▶ **Text passage**:
▬▬▬▬▬▬

Is this the meaning of detention in our system? The containment and neutralisation of people who have to serve a prison sentence? Are we okay with this or do we want to try something else? And in which spaces, and with which organisational models? The debate on small-scale detention, as on any other concept of detention, inevitably raises these questions and imposes a reflection of which we have not been capable, and of which there is evidently a great need.

UTRECHT HUMAN RIGHTS CITY → UTRECHT RESTORATIVE CITY

street view of Utrecht with pedestrians and cyclists

The Restorative City concept responds to current social challenges posed by rapid urbanisation, environmental degradation, and the need for more sustainable and livable urban spaces. It aligns with growing awareness of the interconnectedness between the built environment, (social and criminal) justice and the well-being of individuals and communities. These communities reside in resilient urban environments that benefit both people, the planet and prosperity. A restorative city involves a holistic and integrated or even circular approach to justice, consisting of doing justice and undoing injustice, often related to environmental, social, societal, cultural, and economic factors.

In 2023, 2024 and 2025 the Netherlands Office of RESCALED [RJN], together with the local health- and justice sector, will explore the relationship between small-scale detention houses and the dynamic interaction with their local urban, economic and social context. 

As early as 2012, the United Nations named Utrecht the first ‘human rights city‘ in the Netherlands. Utrecht received this title because the city had been working for years to translate international agreements on, among other things, poverty and privacy into local policy. For example, Utrecht was the first Dutch municipality where descendants of enslaved people could change their surname, it was the first city with an environmental zone for passenger cars and its local policy led the way in complying with national agreements for allocating social housing to residence permit holders.

In addition to its efforts in various policy areas, Utrecht distinguishes itself by an inclusive and participatory approach to governance. Citizens are actively involved in decision-making processes. This is made possible by citizen participation platforms and forums, which allow residents to make their voices heard and contribute to the development of policies that affect their lives.

▬▬▬▬▬▬

▶ **Exercises to complete**:
1) Reproduce the passage on detention and Utrecht from "Is this the" up to and including "a great need.", swapping "detention" for "imprisonment".
2) Write the next part of the passage on detention and Utrecht, picking up after its final sentence.

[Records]

▬▬▬▬▬▬

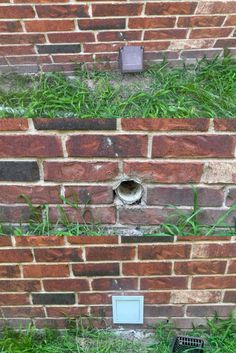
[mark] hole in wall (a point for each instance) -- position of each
(129, 191)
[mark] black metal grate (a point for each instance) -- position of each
(188, 344)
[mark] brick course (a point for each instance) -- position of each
(52, 35)
(52, 282)
(83, 160)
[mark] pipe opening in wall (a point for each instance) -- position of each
(129, 191)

▬▬▬▬▬▬

▶ **Response list**:
1)
Is this the meaning of imprisonment in our system? The containment and neutralisation of people who have to serve a prison sentence? Are we okay with this or do we want to try something else? And in which spaces, and with which organisational models? The debate on small-scale imprisonment, as on any other concept of imprisonment, inevitably raises these questions and imposes a reflection of which we have not been capable, and of which there is evidently a great need.

2)
As a ‘human rights city’, Utrecht is actively committed to the protection and promotion of universal human rights, and has been working towards peace for generations:

In 1713, agreements were made on the terms to end the War of the Spanish Succession in Europe and Queen Anne’s War in North America. The war had lasted more than a century and a half, and peace was concluded in Utrecht on April 11. However, this was not the first peace treaty in Utrecht. In 1474 the Treaty of Utrecht put an end to a major trade war between Dutch and German members of the International Association of Trading Cities, the Hanseatic League, and the Kingdom of England.

In recent history, Utrecht has been the cradle of the so-called ‘Peaceful School’ and the ‘Peaceful Neighbourhood’. Primary school students are trained to become peer mediators. Together with their teachers, students are working on a peaceful school climate. This has inspired others, leading to the peaceful resolution of conflicts in neighbourhoods becoming increasingly common.

A TRADITION OF RESTORATIVE JUSTICE

When it comes to applying restorative justice, Utrecht has a rich tradition of doing so. As part of the national liveability and safety programme, additional investments will be made in the Overvecht district to increase liveability and safety. This is done by increasing the number of homes, renovating existing homes, and realising social facilities. In addition, poverty and debt are tackled, guidance is provided in finding work, and support is provided to young vulnerable residents. Work is also being done to strengthen the resilience and resistance of the residents.

When it comes to prisons, the city of Utrecht had its own prison from 1856 to 2014: Wolvenplein. It has been given a completely new function, repurposing the existing building through a local initiative: Stadsdorp Wolvenburg. An inclusive neighbourhood with a space for meeting, living, working, food catering and culture. Some activities in the building still refer to its old function, the internal design of the building is preserved and monumental parts of the building are restored as much as possible.

Very recently, Restorative Justice Netherlands (Annemieke Wolthuis and Makiri Mual) took the initiative to organise periodic meetings under the title Restorative Cafés, where the concept of Utrecht as a ‘Restorative City’ is explored and further developed.

WHAT IS A RESTORATIVE CITY?

A “Restorative City” focuses on applying restorative practices and principles to resolve conflict, repair relationships and build a strong, supportive community. A restorative city thereby focuses on restoring relations (micro level), organisational failures (meso level) and system failures (macro level). The idea stems from restorative justice, an approach to conflict that not only focuses on punishment but also on repairing harm, damage and defects. 

A restorative city strives to extend this approach beyond the justice system and integrates it into all aspects of society. It aims to find just solutions together with all those involved in redressing injustice that has arisen in the past (in the broadest sense) combined with future-oriented solutions. 

SMALL-SCALE DETENTION SHOULD BE PART OF A RESTORATIVE CITY.

An essential aspect of a restorative city is the implementation of small-scale detention houses. Maintaining large-scale prisons within a restorative city implies maintaining a system in which some individuals remain excluded from society. Instead, small-scale detention offers the opportunity to focus on recovery and promote individuals’ integration into society. This approach ensures that detention does not mean permanent separation but rather a temporary phase in which interaction and connection with the community are maintained.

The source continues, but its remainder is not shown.